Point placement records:

________________________

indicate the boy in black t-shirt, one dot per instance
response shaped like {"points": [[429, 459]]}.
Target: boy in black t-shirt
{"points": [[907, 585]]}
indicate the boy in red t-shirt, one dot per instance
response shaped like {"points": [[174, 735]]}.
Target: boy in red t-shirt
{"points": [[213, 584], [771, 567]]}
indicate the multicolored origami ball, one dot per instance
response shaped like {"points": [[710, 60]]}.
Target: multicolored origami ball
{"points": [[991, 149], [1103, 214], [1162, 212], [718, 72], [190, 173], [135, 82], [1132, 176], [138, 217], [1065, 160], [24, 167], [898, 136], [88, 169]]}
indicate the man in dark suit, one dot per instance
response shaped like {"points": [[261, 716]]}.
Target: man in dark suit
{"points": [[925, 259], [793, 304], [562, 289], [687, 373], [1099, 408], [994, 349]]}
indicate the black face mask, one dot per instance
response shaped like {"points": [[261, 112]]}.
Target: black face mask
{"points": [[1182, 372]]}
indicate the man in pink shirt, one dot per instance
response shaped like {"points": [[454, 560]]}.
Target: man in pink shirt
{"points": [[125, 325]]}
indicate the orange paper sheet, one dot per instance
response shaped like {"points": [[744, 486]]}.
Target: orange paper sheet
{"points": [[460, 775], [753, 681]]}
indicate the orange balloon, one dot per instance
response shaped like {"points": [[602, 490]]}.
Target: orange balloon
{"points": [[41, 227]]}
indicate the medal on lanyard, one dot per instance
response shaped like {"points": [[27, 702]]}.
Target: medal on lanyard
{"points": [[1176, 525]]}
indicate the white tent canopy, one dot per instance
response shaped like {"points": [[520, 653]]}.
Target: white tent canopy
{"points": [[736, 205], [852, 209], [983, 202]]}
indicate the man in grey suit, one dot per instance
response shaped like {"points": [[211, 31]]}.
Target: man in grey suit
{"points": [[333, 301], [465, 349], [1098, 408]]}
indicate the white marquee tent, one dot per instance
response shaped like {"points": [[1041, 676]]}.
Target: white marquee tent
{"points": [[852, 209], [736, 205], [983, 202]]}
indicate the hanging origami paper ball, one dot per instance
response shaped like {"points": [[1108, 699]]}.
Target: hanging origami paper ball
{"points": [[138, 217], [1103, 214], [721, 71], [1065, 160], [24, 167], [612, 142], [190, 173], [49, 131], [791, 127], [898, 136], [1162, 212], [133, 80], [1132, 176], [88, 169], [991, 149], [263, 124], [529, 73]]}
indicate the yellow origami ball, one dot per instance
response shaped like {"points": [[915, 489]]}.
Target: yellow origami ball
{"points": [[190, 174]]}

________________________

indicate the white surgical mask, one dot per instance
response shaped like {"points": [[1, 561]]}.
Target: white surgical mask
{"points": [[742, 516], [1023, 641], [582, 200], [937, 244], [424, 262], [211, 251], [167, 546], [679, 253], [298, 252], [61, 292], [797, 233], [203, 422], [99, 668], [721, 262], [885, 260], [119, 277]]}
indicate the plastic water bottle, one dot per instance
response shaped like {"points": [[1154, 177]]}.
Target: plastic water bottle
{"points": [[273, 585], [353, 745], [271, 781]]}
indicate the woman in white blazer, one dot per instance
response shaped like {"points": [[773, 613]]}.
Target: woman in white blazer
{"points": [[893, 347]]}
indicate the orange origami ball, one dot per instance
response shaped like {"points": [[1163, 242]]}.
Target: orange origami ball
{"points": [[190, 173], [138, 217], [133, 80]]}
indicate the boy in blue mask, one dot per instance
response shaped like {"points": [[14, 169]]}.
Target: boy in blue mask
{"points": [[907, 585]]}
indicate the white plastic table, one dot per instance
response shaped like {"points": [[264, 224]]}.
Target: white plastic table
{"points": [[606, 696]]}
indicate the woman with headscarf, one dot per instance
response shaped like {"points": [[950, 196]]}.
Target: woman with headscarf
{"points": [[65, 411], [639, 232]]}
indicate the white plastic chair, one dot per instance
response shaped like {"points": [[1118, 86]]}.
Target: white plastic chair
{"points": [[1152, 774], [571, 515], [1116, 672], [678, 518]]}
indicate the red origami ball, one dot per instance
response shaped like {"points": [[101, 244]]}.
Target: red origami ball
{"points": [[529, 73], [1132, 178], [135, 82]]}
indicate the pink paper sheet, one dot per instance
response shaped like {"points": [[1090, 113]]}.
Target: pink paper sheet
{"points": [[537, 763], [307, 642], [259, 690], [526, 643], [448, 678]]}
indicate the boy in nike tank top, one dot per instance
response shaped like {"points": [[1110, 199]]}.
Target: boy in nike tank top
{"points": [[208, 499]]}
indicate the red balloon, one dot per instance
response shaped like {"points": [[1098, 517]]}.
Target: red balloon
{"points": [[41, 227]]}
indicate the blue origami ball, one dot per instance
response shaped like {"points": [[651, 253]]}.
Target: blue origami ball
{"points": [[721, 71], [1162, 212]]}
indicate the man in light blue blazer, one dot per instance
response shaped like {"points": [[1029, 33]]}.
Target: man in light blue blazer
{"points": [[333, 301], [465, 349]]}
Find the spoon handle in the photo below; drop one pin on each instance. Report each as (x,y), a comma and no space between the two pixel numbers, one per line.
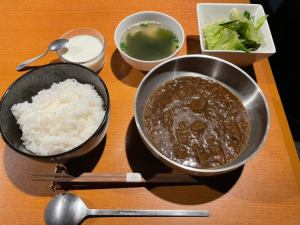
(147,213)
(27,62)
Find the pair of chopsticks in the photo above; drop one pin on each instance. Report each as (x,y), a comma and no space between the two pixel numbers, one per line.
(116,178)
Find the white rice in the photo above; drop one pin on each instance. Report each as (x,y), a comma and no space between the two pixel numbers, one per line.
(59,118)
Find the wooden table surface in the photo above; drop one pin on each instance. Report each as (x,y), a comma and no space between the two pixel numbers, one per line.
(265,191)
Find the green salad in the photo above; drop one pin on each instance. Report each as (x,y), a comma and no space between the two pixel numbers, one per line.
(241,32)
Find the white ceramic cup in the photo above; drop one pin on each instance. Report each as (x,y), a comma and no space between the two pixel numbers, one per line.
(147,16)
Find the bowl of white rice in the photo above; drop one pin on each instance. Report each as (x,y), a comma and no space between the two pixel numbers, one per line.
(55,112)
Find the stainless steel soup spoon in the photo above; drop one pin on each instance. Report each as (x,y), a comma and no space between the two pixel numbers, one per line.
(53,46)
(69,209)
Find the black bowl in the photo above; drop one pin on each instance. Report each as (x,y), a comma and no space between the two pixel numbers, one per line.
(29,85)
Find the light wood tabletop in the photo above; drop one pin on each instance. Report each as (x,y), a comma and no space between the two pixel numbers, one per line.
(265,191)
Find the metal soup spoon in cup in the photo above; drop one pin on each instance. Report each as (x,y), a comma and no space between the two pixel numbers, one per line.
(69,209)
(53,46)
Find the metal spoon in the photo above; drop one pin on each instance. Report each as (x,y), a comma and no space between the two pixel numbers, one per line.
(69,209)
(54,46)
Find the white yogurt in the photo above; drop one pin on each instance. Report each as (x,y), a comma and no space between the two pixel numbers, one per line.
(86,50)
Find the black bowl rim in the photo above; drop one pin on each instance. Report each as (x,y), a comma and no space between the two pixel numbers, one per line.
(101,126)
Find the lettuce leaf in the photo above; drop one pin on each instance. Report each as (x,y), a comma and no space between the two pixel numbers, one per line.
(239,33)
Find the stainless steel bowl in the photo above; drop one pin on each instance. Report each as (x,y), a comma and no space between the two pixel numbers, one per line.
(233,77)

________________________

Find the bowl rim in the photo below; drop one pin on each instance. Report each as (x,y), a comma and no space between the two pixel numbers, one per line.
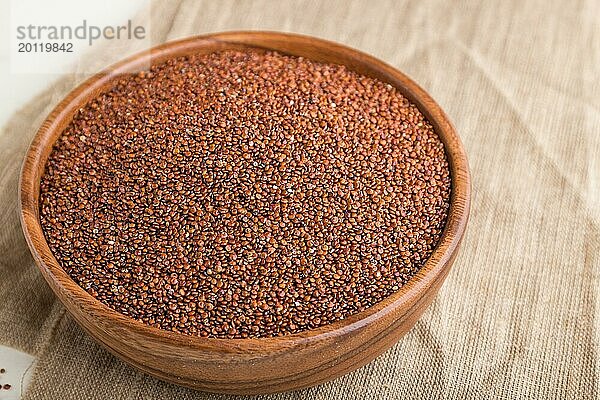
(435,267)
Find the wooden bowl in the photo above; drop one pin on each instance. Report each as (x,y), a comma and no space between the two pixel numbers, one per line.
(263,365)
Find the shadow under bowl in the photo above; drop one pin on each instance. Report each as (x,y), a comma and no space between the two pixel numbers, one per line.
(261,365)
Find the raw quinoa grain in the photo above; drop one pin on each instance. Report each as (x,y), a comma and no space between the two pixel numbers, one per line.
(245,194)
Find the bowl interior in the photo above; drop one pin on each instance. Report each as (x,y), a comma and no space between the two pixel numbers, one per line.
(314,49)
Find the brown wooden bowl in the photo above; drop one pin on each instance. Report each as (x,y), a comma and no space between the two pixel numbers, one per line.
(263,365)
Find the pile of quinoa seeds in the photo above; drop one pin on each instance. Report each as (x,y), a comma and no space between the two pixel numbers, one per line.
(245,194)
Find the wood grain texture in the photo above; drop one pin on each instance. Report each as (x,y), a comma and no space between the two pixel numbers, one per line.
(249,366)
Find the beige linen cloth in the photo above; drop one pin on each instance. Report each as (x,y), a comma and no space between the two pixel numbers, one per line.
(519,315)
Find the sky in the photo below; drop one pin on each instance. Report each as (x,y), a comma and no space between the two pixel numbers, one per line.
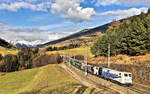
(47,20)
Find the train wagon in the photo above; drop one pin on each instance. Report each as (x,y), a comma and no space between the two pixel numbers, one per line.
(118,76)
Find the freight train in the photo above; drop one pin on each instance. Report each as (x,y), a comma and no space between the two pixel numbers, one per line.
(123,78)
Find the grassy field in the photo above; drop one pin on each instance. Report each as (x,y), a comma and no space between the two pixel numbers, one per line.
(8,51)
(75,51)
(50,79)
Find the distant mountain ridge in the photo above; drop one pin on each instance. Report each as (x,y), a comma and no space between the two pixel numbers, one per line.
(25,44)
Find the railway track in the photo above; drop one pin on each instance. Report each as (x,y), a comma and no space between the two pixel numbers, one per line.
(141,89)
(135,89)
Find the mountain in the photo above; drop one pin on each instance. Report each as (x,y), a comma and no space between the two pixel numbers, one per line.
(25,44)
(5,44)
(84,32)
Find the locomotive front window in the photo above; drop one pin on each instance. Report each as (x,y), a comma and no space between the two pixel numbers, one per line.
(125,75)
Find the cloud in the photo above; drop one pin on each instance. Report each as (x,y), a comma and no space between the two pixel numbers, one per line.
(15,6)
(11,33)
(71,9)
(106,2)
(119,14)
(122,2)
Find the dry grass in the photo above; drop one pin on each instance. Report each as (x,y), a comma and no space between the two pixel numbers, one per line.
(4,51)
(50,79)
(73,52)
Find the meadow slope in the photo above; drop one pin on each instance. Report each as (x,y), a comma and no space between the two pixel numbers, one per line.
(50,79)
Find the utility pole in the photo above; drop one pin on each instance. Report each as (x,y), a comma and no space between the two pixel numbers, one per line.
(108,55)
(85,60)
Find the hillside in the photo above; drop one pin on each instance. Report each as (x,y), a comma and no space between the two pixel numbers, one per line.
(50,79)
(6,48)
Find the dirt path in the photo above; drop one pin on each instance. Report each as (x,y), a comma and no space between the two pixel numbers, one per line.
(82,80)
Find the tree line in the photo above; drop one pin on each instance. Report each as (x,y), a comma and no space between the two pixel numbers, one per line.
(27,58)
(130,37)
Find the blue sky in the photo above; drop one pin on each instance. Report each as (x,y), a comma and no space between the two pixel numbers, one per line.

________________________

• What is expected: Copy the items above word for word, starting at the line that contains "Find the dry" and ending at the line that contains "Find the blue".

• Written answer:
Find the dry grass in the photo above; drop one pin on each instance. Report each as (x,y), a comma and no space between the two pixel numbers, one per line.
(4,51)
(50,79)
(73,52)
Find the meadow slope in the photo above; drop one pin on each instance. Report each as (x,y), a comma and no space between the two pixel numbers, one per line.
(50,79)
Find the utility pole in the photo above; drop one pin on each instance. Report each as (x,y), a comma and no space between the two pixel numbers, one per line.
(108,55)
(85,60)
Find the hillside in the photo above; drop one pin on each instance. Report each as (x,y), a comma and no space between the two pixel numbers, one per line.
(50,79)
(6,48)
Find the dirt path in the photo above; drop one pin on each instance. Report each as (x,y), a comma and no space between the two pixel numbers, one per line.
(82,80)
Find the tree line in the photo above; drop one pin on each instance. Report each as (x,y), a comma and no space between the two pixel numbers, one per line.
(27,58)
(130,37)
Find the blue sky in the photo above; drop one pin on each instance. Report each as (x,y), a comma and no space between the two pixel numbers, one per line.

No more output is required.